* **TASK BRIEF**
Print every line below that comes at or after the line containing "column 204, row 121", exactly as written.

* **SOURCE MATERIAL**
--------------------------------

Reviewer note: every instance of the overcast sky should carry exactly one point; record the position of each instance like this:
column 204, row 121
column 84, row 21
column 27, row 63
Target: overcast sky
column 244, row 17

--------------------------------

* **EXERCISE OUTPUT**
column 204, row 121
column 84, row 21
column 27, row 63
Target: overcast sky
column 244, row 17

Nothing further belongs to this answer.